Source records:
==*==
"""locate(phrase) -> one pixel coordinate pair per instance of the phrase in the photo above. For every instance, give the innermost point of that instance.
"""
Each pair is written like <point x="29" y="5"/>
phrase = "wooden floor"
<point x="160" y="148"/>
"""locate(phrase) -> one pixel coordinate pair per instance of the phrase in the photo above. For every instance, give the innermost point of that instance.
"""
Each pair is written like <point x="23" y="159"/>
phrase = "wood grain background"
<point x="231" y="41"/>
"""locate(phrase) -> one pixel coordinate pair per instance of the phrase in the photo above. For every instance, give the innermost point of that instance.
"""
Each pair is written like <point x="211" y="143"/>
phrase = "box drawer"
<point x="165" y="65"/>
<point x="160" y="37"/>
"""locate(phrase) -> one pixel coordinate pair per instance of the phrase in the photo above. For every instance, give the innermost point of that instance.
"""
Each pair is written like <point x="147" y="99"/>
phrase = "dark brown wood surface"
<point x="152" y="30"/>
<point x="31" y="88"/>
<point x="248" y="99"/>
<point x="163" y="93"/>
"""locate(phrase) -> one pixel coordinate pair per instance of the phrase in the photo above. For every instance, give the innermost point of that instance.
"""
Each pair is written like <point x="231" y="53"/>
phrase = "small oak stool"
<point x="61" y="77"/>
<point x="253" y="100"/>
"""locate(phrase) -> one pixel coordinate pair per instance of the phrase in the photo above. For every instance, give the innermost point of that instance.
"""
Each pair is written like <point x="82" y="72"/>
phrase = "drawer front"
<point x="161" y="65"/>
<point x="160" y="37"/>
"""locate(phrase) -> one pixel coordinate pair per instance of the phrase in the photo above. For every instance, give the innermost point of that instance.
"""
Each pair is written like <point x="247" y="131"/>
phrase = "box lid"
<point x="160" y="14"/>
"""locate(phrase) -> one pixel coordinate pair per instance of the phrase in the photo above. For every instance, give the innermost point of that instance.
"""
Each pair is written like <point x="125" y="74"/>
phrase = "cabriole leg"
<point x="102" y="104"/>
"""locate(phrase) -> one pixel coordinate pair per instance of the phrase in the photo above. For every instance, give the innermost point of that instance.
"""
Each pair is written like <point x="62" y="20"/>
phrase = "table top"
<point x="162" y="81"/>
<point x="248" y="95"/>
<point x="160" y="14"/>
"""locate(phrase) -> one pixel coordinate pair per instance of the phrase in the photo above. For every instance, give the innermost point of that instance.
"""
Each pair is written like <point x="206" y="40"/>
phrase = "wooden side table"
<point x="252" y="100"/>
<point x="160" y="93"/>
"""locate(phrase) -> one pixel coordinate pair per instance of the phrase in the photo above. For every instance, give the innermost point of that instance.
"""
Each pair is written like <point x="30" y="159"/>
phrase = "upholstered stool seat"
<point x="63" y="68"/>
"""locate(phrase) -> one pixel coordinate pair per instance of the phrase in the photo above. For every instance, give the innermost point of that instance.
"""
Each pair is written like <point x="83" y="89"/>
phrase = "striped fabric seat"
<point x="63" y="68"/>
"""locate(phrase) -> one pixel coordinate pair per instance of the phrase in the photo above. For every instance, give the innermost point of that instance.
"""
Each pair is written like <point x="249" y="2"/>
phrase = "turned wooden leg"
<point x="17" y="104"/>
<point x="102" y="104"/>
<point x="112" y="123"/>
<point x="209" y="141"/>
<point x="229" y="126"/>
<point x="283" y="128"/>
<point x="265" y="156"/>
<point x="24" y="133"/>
==*==
* PROMPT *
Give back the whole listing, word for word.

* THE SOLUTION *
"""locate(phrase) -> one pixel coordinate pair per instance of the phrase in the photo above. For every instance, give the innermost point of that instance.
"""
Each pair is written like <point x="29" y="5"/>
phrase = "wooden floor"
<point x="160" y="148"/>
"""locate(phrase) -> one pixel coordinate pair per instance of the phrase in the photo above. For every instance, give the innermost point of that instance.
"""
Each pair is written like <point x="23" y="159"/>
phrase = "wood grain background"
<point x="231" y="41"/>
"""locate(phrase) -> one pixel coordinate pair per instance of the phrase in the photo above. For every instance, give the innermost point of that instance.
"""
Each pair is written like <point x="211" y="143"/>
phrase = "box drawer"
<point x="165" y="65"/>
<point x="160" y="37"/>
"""locate(phrase) -> one pixel coordinate pair per instance of the phrase in the photo above. For every instance, give the innermost point of that instance.
"""
Each pair is written like <point x="147" y="99"/>
phrase = "dark brown wood surface"
<point x="152" y="30"/>
<point x="31" y="88"/>
<point x="248" y="99"/>
<point x="163" y="93"/>
"""locate(phrase) -> one pixel coordinate pair per instance of the phrase in the photo above. For every instance, give the innermost point of that instance.
"""
Each pair is written like <point x="231" y="53"/>
phrase = "small oak stool"
<point x="61" y="77"/>
<point x="253" y="100"/>
"""locate(phrase) -> one pixel coordinate pair per instance of the phrase in the photo above. For every instance, give the innermost point of that instance.
"""
Each pair is written like <point x="82" y="72"/>
phrase = "drawer front"
<point x="161" y="65"/>
<point x="160" y="37"/>
"""locate(phrase) -> one pixel coordinate pair per instance of the phrase in the photo above. For every instance, give the innermost point of that instance.
"""
Each pair is written like <point x="247" y="131"/>
phrase = "box lid"
<point x="160" y="14"/>
"""locate(phrase) -> one pixel coordinate pair per instance of the phrase in the photo above. For every instance, give the innermost point of that instance.
"""
Each pair is written like <point x="125" y="74"/>
phrase = "cabriole leg"
<point x="102" y="104"/>
"""locate(phrase) -> one pixel coordinate pair per instance of the phrase in the photo above. For every instance, give the innermost point of that instance.
"""
Each pair is written like <point x="62" y="20"/>
phrase = "table top"
<point x="162" y="81"/>
<point x="248" y="95"/>
<point x="160" y="14"/>
"""locate(phrase) -> one pixel coordinate pair per instance of the phrase in the photo above. For every instance, give the innermost point of that instance.
"""
Each pair is written like <point x="206" y="40"/>
phrase = "wooden side table"
<point x="252" y="100"/>
<point x="160" y="93"/>
"""locate(phrase) -> one pixel coordinate pair per instance of the phrase in the photo above. For every instance, give the innermost point of that instance.
"""
Each pair is written like <point x="30" y="159"/>
phrase = "upholstered stool seat"
<point x="63" y="68"/>
"""locate(phrase) -> one pixel coordinate pair per instance of the phrase in the photo above. For every instance, give the innermost point of that instance.
"""
Each pair is written like <point x="83" y="89"/>
phrase = "striped fabric seat"
<point x="63" y="68"/>
"""locate(phrase) -> one pixel coordinate pair per instance of the phrase in the photo above. For every instance, give the innermost point of that instance.
"""
Each pair is written like <point x="249" y="2"/>
phrase = "turned wooden leg"
<point x="17" y="104"/>
<point x="102" y="104"/>
<point x="112" y="123"/>
<point x="209" y="141"/>
<point x="229" y="126"/>
<point x="283" y="128"/>
<point x="265" y="156"/>
<point x="24" y="133"/>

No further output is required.